┌──
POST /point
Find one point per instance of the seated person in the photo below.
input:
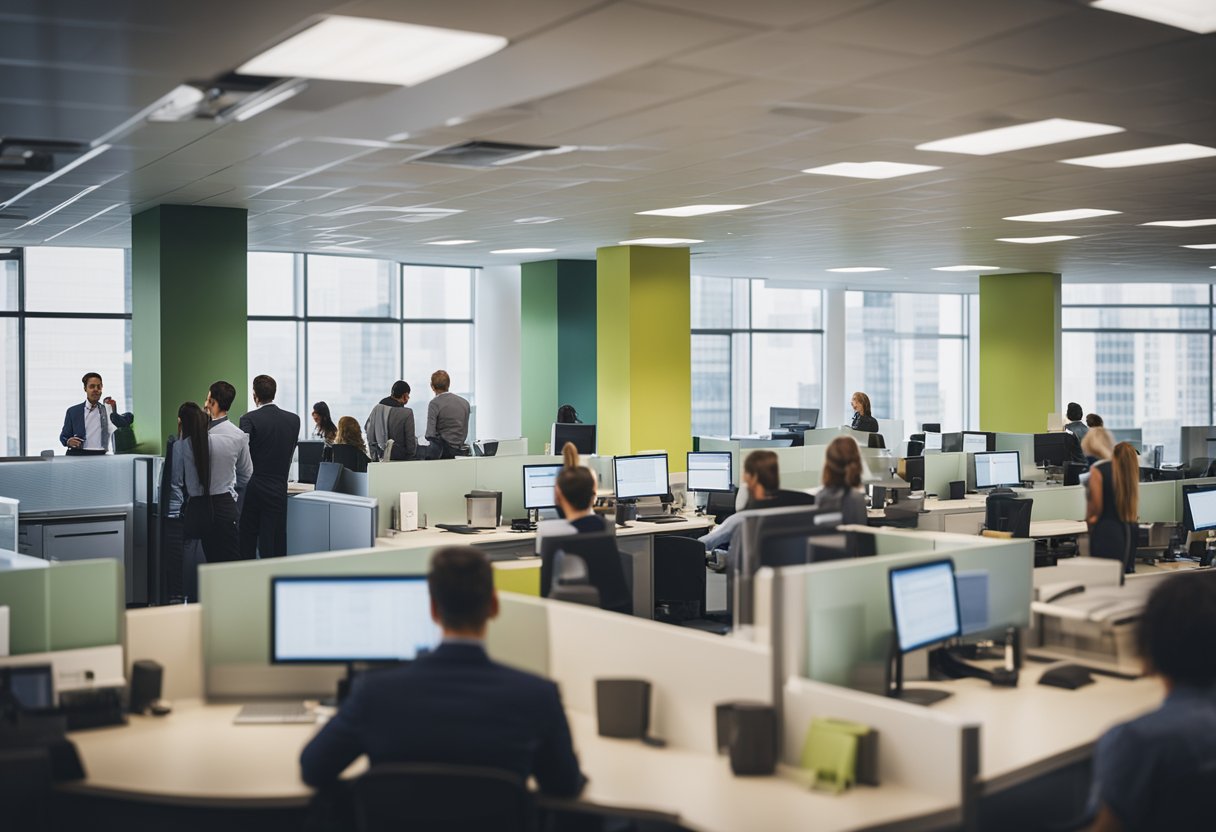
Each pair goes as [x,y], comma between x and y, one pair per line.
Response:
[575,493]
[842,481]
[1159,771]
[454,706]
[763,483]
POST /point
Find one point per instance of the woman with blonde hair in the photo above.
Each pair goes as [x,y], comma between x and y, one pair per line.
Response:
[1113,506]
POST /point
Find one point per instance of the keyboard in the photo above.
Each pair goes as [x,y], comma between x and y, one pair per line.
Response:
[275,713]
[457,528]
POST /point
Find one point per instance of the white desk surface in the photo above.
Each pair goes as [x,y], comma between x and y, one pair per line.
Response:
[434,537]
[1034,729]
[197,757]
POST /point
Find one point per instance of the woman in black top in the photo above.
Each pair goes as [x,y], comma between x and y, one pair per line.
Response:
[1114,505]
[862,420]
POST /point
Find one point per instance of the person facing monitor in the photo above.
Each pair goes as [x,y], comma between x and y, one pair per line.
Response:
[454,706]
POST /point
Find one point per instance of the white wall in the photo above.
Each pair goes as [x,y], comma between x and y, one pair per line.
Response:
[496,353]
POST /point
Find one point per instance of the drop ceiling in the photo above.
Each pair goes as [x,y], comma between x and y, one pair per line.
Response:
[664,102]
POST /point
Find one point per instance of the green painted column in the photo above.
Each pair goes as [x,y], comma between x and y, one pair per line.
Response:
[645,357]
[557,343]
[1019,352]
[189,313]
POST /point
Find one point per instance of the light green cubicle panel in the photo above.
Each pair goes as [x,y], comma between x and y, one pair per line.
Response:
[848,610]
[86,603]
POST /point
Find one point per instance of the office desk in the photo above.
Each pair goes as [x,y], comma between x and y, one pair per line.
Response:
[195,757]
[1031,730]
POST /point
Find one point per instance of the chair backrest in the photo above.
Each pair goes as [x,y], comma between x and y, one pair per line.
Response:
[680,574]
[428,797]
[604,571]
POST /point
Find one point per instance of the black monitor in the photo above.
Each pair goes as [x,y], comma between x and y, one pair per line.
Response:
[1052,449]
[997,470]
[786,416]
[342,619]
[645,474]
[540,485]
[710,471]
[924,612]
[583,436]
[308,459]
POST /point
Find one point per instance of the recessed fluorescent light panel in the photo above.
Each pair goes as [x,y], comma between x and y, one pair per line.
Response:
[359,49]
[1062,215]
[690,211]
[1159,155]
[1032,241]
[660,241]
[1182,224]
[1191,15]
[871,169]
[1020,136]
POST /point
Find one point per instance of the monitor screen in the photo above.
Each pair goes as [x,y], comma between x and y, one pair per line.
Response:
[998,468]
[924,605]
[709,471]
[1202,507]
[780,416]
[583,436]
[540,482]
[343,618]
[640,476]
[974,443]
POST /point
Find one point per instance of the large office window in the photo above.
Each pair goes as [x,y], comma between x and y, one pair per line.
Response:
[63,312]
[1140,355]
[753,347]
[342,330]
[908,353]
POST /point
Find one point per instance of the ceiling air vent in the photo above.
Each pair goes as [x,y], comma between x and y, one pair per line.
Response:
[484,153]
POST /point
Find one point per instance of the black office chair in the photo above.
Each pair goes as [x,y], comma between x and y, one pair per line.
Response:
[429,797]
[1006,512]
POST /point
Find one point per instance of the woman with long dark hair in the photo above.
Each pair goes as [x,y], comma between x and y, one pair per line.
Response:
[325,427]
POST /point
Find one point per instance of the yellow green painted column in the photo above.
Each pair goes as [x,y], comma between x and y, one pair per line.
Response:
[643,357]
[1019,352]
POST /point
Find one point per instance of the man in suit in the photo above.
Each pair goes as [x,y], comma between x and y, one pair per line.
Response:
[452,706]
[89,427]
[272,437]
└──
┌──
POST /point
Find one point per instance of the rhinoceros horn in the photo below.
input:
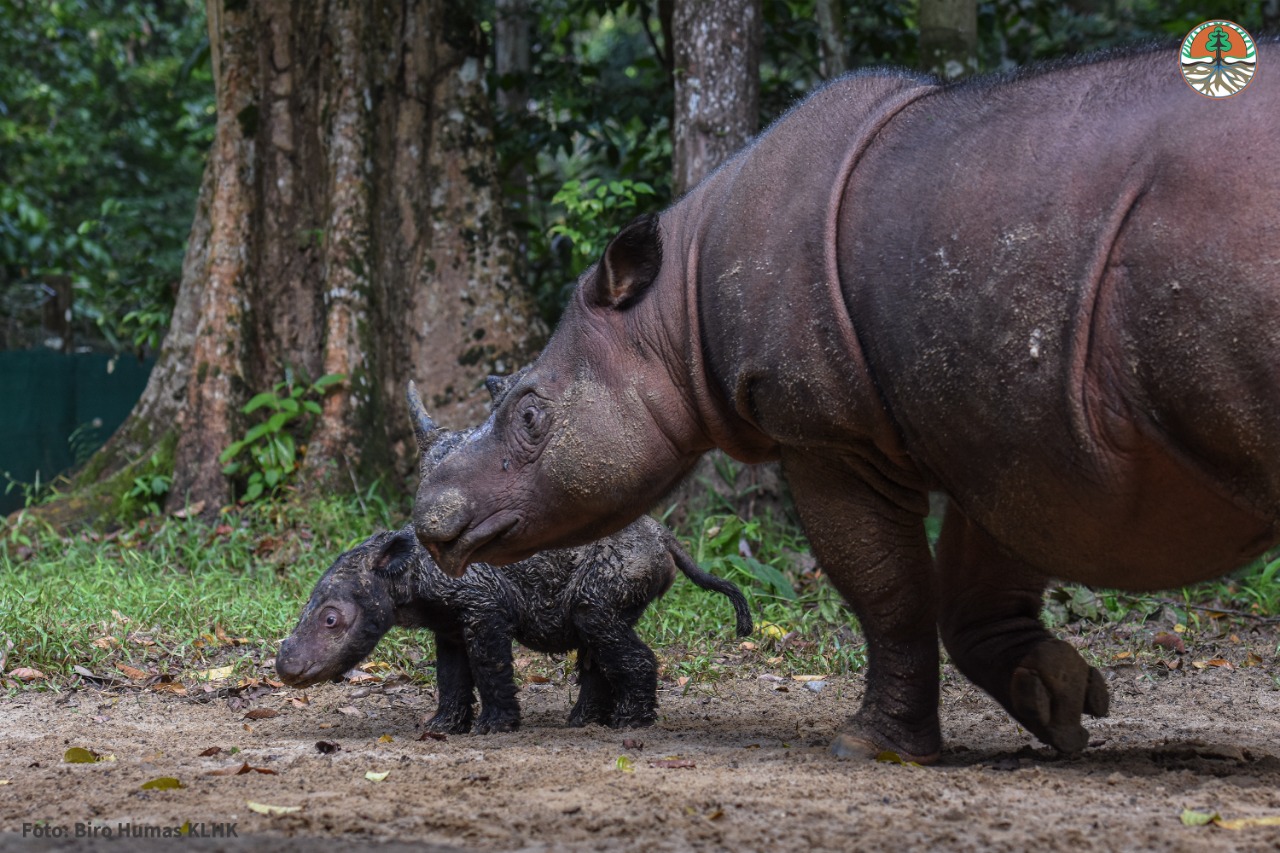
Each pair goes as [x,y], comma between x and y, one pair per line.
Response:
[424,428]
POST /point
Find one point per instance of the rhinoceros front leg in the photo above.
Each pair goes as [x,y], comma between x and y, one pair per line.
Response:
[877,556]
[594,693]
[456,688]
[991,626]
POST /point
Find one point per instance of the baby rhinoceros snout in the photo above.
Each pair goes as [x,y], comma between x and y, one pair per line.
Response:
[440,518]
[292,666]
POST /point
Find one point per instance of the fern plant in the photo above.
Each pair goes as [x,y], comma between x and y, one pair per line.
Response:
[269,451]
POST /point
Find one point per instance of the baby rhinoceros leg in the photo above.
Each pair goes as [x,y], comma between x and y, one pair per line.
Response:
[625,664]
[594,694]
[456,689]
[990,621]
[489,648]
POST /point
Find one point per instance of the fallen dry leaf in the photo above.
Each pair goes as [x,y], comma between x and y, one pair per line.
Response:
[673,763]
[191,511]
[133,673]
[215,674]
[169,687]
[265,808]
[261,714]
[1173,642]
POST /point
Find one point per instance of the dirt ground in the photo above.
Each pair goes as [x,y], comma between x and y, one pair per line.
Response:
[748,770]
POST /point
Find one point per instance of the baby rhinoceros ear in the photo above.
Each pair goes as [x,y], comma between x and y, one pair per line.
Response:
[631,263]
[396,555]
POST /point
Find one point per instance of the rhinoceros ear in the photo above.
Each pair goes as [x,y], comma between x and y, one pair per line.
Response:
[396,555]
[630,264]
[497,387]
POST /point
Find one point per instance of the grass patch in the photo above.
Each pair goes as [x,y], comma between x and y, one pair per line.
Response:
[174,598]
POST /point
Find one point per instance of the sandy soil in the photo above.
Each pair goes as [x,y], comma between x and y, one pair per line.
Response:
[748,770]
└──
┌──
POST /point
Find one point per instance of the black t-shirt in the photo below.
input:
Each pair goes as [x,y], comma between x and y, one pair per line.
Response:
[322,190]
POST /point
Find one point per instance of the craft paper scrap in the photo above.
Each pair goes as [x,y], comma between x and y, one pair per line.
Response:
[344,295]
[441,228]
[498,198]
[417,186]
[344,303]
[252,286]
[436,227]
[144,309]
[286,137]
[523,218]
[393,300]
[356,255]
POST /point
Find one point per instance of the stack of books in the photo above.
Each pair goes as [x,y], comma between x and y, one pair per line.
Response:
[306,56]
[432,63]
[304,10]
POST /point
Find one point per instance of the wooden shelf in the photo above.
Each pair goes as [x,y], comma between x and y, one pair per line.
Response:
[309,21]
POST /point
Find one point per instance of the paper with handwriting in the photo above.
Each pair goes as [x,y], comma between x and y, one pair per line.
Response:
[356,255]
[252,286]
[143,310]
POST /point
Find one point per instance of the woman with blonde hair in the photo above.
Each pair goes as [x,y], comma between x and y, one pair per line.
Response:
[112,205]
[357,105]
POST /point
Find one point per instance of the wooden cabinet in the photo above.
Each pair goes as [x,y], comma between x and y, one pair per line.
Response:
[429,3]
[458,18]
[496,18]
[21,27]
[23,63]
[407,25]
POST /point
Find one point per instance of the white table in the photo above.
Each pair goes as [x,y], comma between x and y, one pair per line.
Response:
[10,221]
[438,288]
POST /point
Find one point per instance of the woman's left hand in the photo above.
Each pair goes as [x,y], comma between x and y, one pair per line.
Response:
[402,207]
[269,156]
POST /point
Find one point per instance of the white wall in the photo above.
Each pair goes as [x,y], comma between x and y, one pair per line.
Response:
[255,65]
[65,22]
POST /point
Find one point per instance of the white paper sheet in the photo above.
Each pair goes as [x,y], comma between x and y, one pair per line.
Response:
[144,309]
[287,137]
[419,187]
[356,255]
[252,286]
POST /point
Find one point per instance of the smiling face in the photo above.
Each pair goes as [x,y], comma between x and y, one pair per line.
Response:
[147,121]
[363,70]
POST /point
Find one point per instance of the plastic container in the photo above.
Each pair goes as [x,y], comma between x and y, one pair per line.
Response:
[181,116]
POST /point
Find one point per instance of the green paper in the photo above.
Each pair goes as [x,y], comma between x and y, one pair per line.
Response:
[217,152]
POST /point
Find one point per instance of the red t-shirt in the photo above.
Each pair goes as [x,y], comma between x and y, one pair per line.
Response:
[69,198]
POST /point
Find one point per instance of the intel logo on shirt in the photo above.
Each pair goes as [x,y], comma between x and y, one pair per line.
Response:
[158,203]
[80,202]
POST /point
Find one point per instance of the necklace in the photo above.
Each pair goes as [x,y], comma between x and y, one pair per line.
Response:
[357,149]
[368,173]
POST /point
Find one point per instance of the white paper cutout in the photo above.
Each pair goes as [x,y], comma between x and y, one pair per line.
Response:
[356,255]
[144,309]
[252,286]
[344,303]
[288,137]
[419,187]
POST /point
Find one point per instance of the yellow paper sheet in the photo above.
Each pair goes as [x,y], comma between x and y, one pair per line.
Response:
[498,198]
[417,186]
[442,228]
└──
> **EXERCISE**
Copy each line above containing the string "baby".

> **RESPONSE AREA**
Find one point per instance of the baby rhinoceros snout in the photo above.
Find one point per instance of the baby rhinoceros leg in the photo above.
Find one point per instance of the baby rhinoceros ear in the photo above.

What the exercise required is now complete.